Point labeling dataset excerpts:

——————

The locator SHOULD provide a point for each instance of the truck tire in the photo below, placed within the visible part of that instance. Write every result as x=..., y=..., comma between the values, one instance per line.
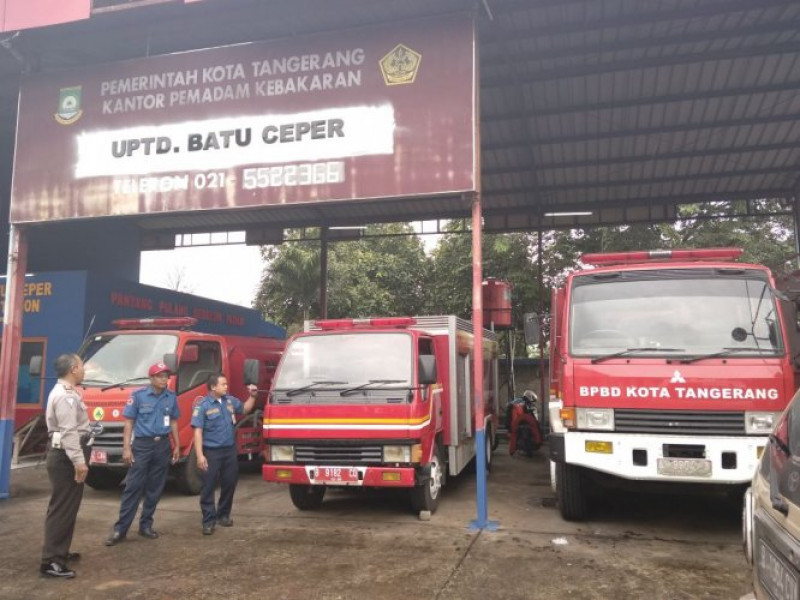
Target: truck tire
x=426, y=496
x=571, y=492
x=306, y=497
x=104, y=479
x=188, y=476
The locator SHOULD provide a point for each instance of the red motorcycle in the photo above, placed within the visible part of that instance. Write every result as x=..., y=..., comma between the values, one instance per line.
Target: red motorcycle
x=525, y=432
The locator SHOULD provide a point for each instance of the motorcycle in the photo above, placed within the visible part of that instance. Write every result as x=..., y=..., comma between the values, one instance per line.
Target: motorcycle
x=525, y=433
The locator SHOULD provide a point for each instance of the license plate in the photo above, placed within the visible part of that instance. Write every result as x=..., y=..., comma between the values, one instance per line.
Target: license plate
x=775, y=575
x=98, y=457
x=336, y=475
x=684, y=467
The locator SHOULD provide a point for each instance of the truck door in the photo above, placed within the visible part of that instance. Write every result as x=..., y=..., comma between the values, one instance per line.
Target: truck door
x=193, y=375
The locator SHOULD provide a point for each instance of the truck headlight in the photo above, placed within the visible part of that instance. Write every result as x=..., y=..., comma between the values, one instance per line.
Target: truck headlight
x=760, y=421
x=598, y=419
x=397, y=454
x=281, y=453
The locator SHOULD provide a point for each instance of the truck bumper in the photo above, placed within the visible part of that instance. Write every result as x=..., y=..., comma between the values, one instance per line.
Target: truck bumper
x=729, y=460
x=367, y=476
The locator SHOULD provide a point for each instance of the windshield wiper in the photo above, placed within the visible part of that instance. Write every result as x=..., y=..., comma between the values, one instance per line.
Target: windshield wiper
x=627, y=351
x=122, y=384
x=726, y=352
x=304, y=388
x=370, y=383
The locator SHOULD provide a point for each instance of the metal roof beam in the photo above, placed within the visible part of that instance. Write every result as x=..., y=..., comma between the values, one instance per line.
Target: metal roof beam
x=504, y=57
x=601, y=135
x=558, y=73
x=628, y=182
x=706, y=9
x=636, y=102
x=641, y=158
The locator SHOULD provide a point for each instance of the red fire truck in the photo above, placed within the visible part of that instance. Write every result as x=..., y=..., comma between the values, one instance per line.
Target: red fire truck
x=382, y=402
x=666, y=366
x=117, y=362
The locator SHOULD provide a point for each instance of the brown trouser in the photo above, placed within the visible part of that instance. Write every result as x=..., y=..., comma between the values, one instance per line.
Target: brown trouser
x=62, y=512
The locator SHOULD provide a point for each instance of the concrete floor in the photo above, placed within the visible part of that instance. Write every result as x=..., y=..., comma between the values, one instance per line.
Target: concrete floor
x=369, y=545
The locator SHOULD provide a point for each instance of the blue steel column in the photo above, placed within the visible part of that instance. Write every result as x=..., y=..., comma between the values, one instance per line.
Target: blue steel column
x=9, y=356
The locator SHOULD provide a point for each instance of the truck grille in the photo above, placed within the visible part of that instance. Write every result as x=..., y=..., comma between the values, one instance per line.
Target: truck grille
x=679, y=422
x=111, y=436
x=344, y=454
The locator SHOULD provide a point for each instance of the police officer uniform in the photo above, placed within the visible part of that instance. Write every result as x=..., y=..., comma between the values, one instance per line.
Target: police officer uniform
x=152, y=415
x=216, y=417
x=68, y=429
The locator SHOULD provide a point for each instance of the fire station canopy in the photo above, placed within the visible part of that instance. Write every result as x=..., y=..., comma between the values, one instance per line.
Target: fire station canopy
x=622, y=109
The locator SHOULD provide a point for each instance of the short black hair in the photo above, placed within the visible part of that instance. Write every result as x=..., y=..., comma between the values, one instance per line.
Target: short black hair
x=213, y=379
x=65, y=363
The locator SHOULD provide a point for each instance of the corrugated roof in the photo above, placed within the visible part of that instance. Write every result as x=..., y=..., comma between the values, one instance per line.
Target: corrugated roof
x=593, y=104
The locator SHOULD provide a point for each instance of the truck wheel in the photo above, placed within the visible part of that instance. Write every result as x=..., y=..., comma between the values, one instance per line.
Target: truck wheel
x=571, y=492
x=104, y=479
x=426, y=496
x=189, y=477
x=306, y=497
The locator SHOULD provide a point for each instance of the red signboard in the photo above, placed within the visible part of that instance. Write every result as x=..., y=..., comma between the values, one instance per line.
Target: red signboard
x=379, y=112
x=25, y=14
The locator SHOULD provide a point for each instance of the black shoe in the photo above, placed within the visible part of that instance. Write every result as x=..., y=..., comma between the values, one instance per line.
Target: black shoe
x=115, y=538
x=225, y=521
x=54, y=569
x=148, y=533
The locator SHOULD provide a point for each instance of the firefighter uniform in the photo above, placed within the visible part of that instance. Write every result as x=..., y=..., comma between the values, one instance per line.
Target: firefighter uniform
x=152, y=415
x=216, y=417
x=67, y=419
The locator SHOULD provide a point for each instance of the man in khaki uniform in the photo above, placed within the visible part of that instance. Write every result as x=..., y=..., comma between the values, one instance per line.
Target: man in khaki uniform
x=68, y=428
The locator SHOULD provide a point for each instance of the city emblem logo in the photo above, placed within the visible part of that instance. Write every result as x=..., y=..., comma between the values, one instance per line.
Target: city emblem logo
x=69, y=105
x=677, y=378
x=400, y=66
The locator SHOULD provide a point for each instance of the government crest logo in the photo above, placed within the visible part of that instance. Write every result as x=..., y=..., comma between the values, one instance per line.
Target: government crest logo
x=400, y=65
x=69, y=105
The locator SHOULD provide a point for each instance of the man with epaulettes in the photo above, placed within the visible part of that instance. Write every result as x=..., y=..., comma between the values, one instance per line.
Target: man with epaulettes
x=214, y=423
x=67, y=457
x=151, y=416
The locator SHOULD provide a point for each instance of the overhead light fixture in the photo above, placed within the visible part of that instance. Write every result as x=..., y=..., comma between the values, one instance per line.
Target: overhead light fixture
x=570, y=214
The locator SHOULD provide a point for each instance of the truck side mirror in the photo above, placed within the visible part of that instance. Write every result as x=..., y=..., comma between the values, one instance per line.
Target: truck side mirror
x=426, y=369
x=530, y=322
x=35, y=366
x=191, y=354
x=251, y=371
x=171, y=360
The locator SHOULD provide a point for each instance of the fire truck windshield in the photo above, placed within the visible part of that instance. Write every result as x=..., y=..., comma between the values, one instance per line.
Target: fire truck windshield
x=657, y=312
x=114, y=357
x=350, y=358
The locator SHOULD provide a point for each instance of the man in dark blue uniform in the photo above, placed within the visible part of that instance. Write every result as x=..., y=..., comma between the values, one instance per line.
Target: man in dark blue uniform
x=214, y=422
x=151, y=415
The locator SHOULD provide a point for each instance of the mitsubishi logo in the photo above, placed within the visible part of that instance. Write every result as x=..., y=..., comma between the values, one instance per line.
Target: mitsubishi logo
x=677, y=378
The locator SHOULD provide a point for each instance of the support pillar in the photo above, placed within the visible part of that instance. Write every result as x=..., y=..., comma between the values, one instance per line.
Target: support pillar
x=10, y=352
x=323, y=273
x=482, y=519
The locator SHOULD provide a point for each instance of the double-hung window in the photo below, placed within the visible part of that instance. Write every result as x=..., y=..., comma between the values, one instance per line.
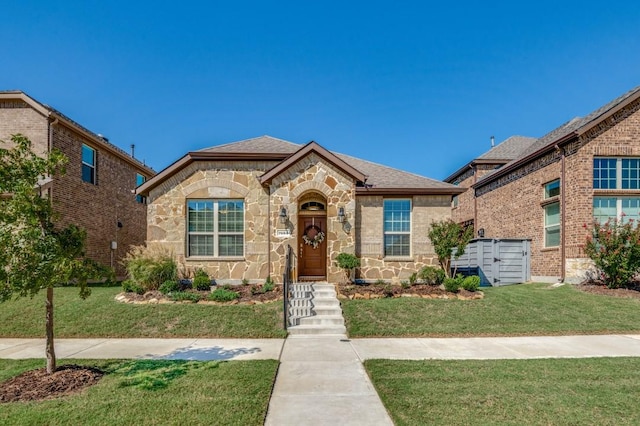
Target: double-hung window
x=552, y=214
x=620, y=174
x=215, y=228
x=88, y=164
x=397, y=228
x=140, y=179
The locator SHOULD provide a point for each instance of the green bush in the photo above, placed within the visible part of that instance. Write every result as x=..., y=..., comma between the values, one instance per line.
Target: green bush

——————

Exercise details -> Output the records above line for line, without the pictures.

Written response ->
The locator SHOULD provide a point for each instance of the truck tire in the photo below, placed within the visible part of that instance. Write every result as x=..., y=..., comma between the values, one instance per line.
Target: truck tire
x=426, y=496
x=571, y=492
x=306, y=497
x=104, y=479
x=188, y=476
The locator SHOULD provide a point for each instance of the red motorcycle in the photo above, placed within the visible part of that instance. Write every result as x=..., y=..., comma between the values, one instance per line.
Target: red motorcycle
x=525, y=432
The locator SHOULD provide a point for each instance of the motorcycle in the photo above, placed within the visible part of that instance. Write every result as x=..., y=..., comma between the values, one instance per line.
Target: motorcycle
x=525, y=433
The locator SHOULD provide a point for each instance of the license plate in the photo above, placed within the visible part of that instance. Write every result as x=..., y=..., comma between the values, one instance per line.
Target: license plate
x=775, y=575
x=98, y=457
x=336, y=475
x=684, y=467
The locator SHOULD provide a point for each instance of the truck door in the photo above, placed within the visible part of that instance. Write every result as x=..., y=..., comma between the values, one instance per line.
Target: truck door
x=193, y=375
The locator SHOULD provide a point for each instance of the truck headlight in the photo above, placed within the visible part of that instance. Write every result as x=..., y=..., comma between the values, one instance per line.
Target: truck headlight
x=760, y=421
x=598, y=419
x=397, y=454
x=281, y=453
The locator SHOULD provide a point for each instance of the truck bumper in the photo above, placed within the visible part of that instance. Write every result as x=..., y=..., comma between the values, one instance per line.
Target: truck bumper
x=729, y=460
x=367, y=476
The locator SHOULD provide a point for each instance of the windshield wiper in the photo above, placed within the visible part of that instance. Write every result as x=..., y=..., comma between the values, one instance per line.
Target: windshield wiper
x=627, y=351
x=122, y=384
x=726, y=352
x=304, y=388
x=370, y=383
The locator SHOULD provide a point for each instance of the metal roof beam in the photo above, placed within the visible part of that instance. Write every result as x=..., y=..., comma between the values, one instance per line.
Target: metal roof beam
x=504, y=57
x=601, y=135
x=558, y=73
x=628, y=182
x=706, y=9
x=636, y=102
x=641, y=158
The locator SHOULD provide a point for each instance of the red fire truck in the photo above, placed within the visible part of that instance. Write every result as x=..., y=..., comma between the values, one instance per line.
Target: red fire truck
x=382, y=402
x=666, y=366
x=117, y=362
The locator SHOULD provide a point for each instance of the brown trouser in the photo above, placed within the visible part of that instance. Write every result as x=..., y=..., comma between the values, one instance per line.
Target: brown trouser
x=62, y=512
The locator SHOULD provide a point for each instance of the concrete floor in the photo above, placed within the visible part of that instance. Write every result as x=..., y=..., comma between the values, one instance per line.
Target: concrete floor
x=369, y=545
The locator SHOULD provide a point for each instance of the blue steel column in the photo above, placed within the visible part of that instance. Write every result as x=..., y=..., comma between the values, one instance per line.
Target: blue steel column
x=9, y=356
The locator SHOULD provide a point for each instance of the truck grille in the photo above, placed within the visible part of that instance. Write every result as x=..., y=..., comma between the values, one instance per line.
Target: truck grille
x=679, y=422
x=111, y=436
x=344, y=454
The locator SHOULD provide a point for each instance of the police officer uniform in the photo above, placed within the visible part of that instance. Write every result as x=..., y=..., comma between the values, one instance per line.
Target: police officer uniform
x=152, y=415
x=216, y=417
x=68, y=429
The locator SHOULD provide a point for each instance of the fire station canopy in the photo above, placed within the visible part of that instance. Write every result as x=..., y=..., comma between the values, one instance per line.
Target: fire station canopy
x=622, y=109
The locator SHOULD provide a point for each instance of the short black hair in the photo above, placed within the visible part of that instance. Write every result as x=..., y=..., comma between the values, one instance per line.
Target: short black hair
x=213, y=379
x=65, y=363
The locator SHOULD provide a point for each instance of the corrugated roof in the photo above, placed within the visible part of that instance. Write every result as x=..., y=..., comma between the values, one instance per line.
Target: corrugated roof
x=593, y=104
The locator SHOULD provide a point for each instance of the truck wheel in the photo above, placed within the visible part of that instance. Write every result as x=..., y=..., comma between the values, one instance per line.
Target: truck wheel
x=571, y=492
x=104, y=479
x=426, y=496
x=189, y=477
x=306, y=497
The locator SHOULD provide a point for each instance of the red signboard in the photo above, placed within the visible part of that instance. Write every result as x=..., y=..., comma between the values, one instance per line.
Target: red signboard
x=379, y=112
x=25, y=14
The locator SHOULD provide a point for each instance of the black shoe in the photo above, placed within the visible part of that instance. Write every result as x=..., y=..., comma between the values, one instance per line.
Target: black shoe
x=115, y=538
x=225, y=521
x=54, y=569
x=148, y=533
The locator SHOULD provide a point for each instance of the firefighter uniform in the photo above, placed within the visible part of that instance. Write every result as x=..., y=..., comma between the values, one instance per line.
Target: firefighter uniform
x=152, y=415
x=216, y=417
x=67, y=419
The locator SHOULD provide a point for each instance of the man in khaki uniform in the photo above, placed within the visible part of that instance. Write every result as x=..., y=..., comma between the values, one instance per line.
Target: man in khaki uniform
x=68, y=428
The locator SHOULD provide a point for each instance of the city emblem logo in the photo above, placed within the visible part of that instance. Write every result as x=..., y=..., comma between the values, one instance per line.
Target: city emblem logo
x=69, y=105
x=677, y=378
x=400, y=66
The locator SHOULD provide a point for each instance of the government crest logo in the photo above, placed within the visible part of that instance. Write every result as x=..., y=..., comma between the values, one instance per line.
Target: government crest logo
x=400, y=65
x=69, y=105
The locator SHOULD provide a point for each instance of the man with epaulettes in the photo above, placed within the visible part of that instance. Write every result as x=..., y=..., comma between the values, one instance per line.
Target: man with epaulettes
x=214, y=423
x=67, y=457
x=151, y=416
The locator SHOULD provide a point for each instance of the overhead light fixture in the photo above, placed within the visible part of that instance. Write every result as x=..., y=..., comma between the values, one instance per line.
Target: overhead light fixture
x=570, y=214
The locator SHOULD provide a point for each instance of the truck side mirror in the photo above, placed within the visible part of that instance. Write every result as x=..., y=..., comma between the values, one instance per line.
Target: truck side mirror
x=426, y=369
x=530, y=322
x=35, y=366
x=191, y=354
x=251, y=371
x=171, y=360
The locator SHOULD provide a point for each instance of the fire truck windshield in the photo above, placed within the visible part of that instance. Write every result as x=..., y=..., comma between the values, one instance per line.
Target: fire truck windshield
x=657, y=312
x=114, y=357
x=350, y=358
The locator SHOULD provide a point for each instance of the man in dark blue uniform in the photo above, placed within the visible part of that instance. Write every result as x=..., y=..., comma between the values, one instance per line.
Target: man in dark blue uniform
x=214, y=422
x=151, y=415
The locator SHOULD provide a point for each instance of the mitsubishi logo in the photo above, placed within the visible part of that instance. Write every result as x=..., y=..., comma between the values, one instance per line.
Target: mitsubishi logo
x=677, y=378
The locator SHOULD provide a point for each instance of the support pillar in the photo above, placed within the visible part of that instance. Write every result as x=..., y=..., comma between the values, one instance per line.
Target: support pillar
x=10, y=352
x=323, y=273
x=482, y=519
The locator SHOULD provide a point for each instance of the double-hung window in the photo below, placed within the visible part of that instance. Write every result as x=..., y=..., comma between the values, one instance per line.
Target: double-hung window
x=552, y=214
x=620, y=174
x=215, y=228
x=88, y=164
x=397, y=228
x=140, y=179
The locator SHOULD provide a point for each instance of the green bush in the photo above, placed within the visible part of that instance. Write every result as x=..., y=..., comma between the values, one instance per line.
Target: green bush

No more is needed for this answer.